* WHAT THE TASK ASKS *
Set out every line of the records below as a numbered list, omitting any blank lines.
== Segment start ==
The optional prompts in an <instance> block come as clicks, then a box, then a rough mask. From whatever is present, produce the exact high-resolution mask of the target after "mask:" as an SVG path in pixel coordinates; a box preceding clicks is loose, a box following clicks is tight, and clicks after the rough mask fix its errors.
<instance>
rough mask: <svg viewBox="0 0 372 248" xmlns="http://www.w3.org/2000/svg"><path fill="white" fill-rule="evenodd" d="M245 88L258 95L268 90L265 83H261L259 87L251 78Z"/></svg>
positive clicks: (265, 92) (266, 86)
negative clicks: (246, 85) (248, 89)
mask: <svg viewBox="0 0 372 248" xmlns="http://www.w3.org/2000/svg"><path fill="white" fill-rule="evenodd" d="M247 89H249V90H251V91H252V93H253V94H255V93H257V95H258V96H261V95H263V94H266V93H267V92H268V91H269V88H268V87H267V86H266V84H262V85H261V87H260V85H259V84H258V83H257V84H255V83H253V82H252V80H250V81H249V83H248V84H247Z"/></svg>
== Segment end ==
* SOLUTION FOR THIS TASK *
1. The optional prompts in an <instance> block come as clicks, then a box, then a rough mask. From whatever is present, produce the exact high-resolution mask of the target after "mask:" as an SVG path in pixel coordinates; a box preceding clicks is loose, a box following clicks is tight, and clicks after the rough mask fix its errors.
2. <instance>
3. rough mask: <svg viewBox="0 0 372 248" xmlns="http://www.w3.org/2000/svg"><path fill="white" fill-rule="evenodd" d="M245 88L258 95L268 90L265 83H261L259 87L251 78Z"/></svg>
4. positive clicks: (265, 92) (266, 86)
5. negative clicks: (246, 85) (248, 89)
6. mask: <svg viewBox="0 0 372 248" xmlns="http://www.w3.org/2000/svg"><path fill="white" fill-rule="evenodd" d="M247 89H249V90H251V91H252V93H253V94H255V93H257V95H258V96H261V95H263V94H266V93H267V92H268V91H269V88H268V87H267V86H266V84H262V85H261V87H260V85H259V84H258V83H257V84H255V83H253V82H252V80H250V81H249V83H248V84H247Z"/></svg>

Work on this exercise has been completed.